**THE TASK:**
Copy out the rows below word for word, all of them, and leave out the pictures.
******
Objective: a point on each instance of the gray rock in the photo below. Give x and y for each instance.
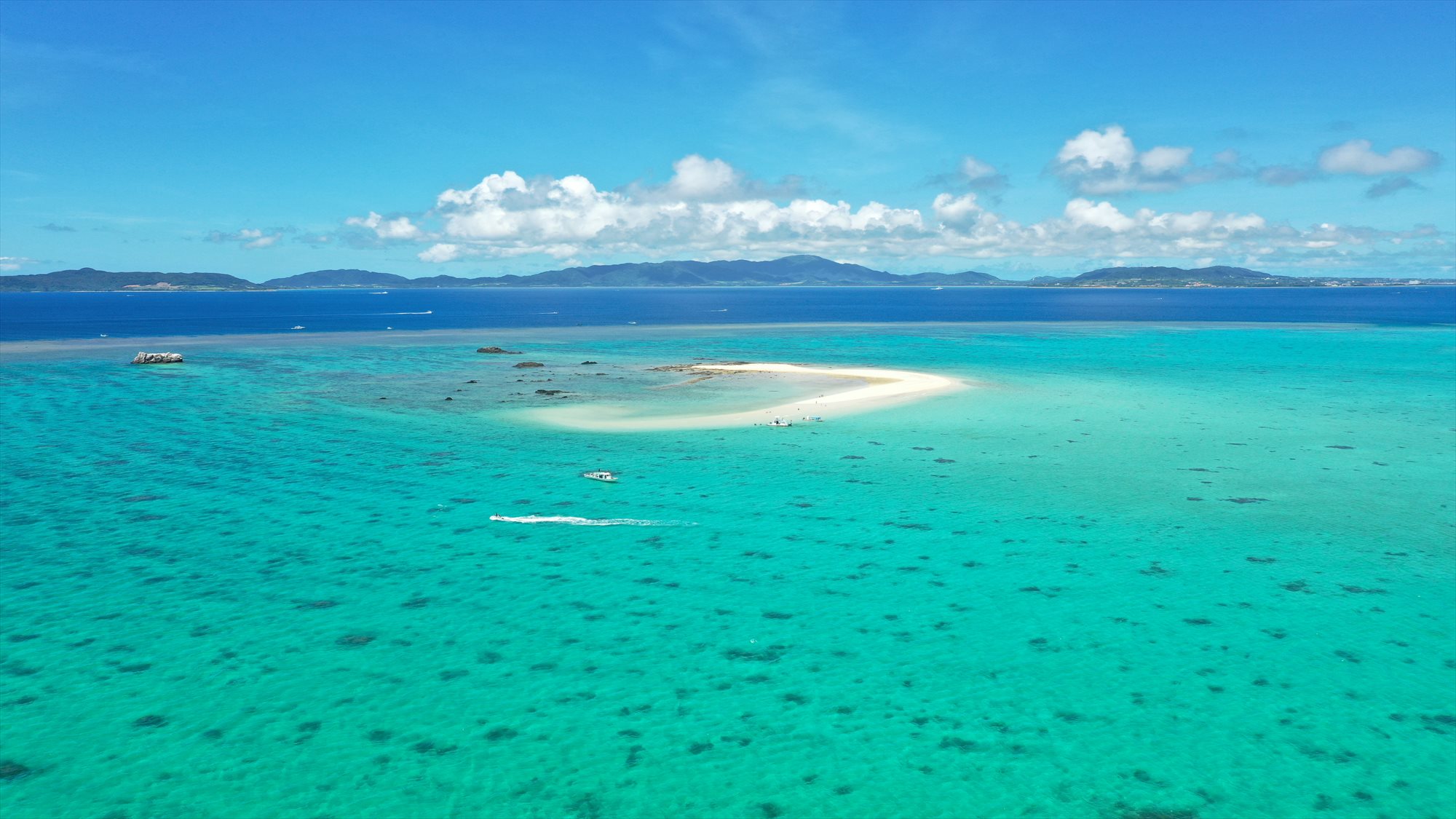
(158, 359)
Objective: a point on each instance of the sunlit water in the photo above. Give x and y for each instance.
(1136, 570)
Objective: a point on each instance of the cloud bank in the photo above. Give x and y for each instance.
(713, 210)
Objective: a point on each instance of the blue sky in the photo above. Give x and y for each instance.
(267, 139)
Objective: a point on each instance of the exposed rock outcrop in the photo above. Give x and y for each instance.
(158, 359)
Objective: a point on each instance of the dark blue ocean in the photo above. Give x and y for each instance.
(25, 317)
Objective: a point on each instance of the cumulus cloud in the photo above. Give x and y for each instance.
(250, 238)
(1359, 157)
(711, 210)
(400, 228)
(1107, 162)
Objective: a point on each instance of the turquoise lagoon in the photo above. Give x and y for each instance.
(1177, 570)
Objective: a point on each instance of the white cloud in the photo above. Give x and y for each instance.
(713, 210)
(697, 178)
(1107, 162)
(14, 263)
(400, 228)
(1358, 157)
(1100, 149)
(250, 238)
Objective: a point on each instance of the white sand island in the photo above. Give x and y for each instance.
(883, 388)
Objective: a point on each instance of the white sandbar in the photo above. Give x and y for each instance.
(883, 388)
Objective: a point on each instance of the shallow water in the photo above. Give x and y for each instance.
(1138, 569)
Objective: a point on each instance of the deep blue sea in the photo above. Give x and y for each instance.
(28, 317)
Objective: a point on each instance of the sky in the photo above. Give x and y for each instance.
(1017, 139)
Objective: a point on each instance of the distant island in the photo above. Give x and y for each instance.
(790, 272)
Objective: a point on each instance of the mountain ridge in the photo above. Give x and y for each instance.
(788, 272)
******
**OUTPUT OF THE TASK:**
Objective: a point on each instance of the gray rock in the photo below. Give x and y for each instance.
(158, 359)
Objective: a point on each instance of the sunlit water in the photo above. Give x and y for each instance.
(1136, 570)
Objective: a point on each instance of the cloud bank in the photo above. Give x and y for each instance.
(713, 210)
Objective: a point on each instance of the blue sky in the photo above. Give x and y for each instance.
(267, 139)
Objective: a point on each instance of the exposed rock outcrop in the photo above. Give x and y for each instance.
(158, 359)
Objective: a point on each instance of the dark blue ocean in the photo above. Give x and y for each instance.
(25, 317)
Objective: a point on each instance of the cumulus cloud in the photo above. Give x and y for each instance.
(250, 238)
(1359, 157)
(711, 210)
(400, 228)
(1107, 162)
Objective: a point on each instance of the turquoise lagoon in the photo above. Give x and y for each instance.
(1177, 570)
Objective: a point on each instance of the white cloud in the photo above. Give x and y for each instance.
(713, 210)
(697, 178)
(1107, 162)
(14, 263)
(400, 228)
(1358, 157)
(1100, 149)
(250, 238)
Objective: a point on each instance of the white sand island in the photo above. Give x and y for each instance.
(883, 388)
Objective: a point on each instance of the white sandbar in the photo above. Give x and y for each instance.
(883, 388)
Objective: a point on each instance of the shallow water in the photo above. Give x and y for each instance.
(1138, 569)
Objective: a point on each instance of the deep blue sea in the photo above. Give x and y for each instance.
(28, 317)
Objective: a point on each instance of the sky in the photo above. Give x and y for each instance.
(1017, 139)
Objective: a point on each instance of the distant island in the photo above. Give x and y for each instance.
(790, 272)
Objective: a point on each instance of the mountain ridge in the photo above. Give x and y for each instance.
(788, 272)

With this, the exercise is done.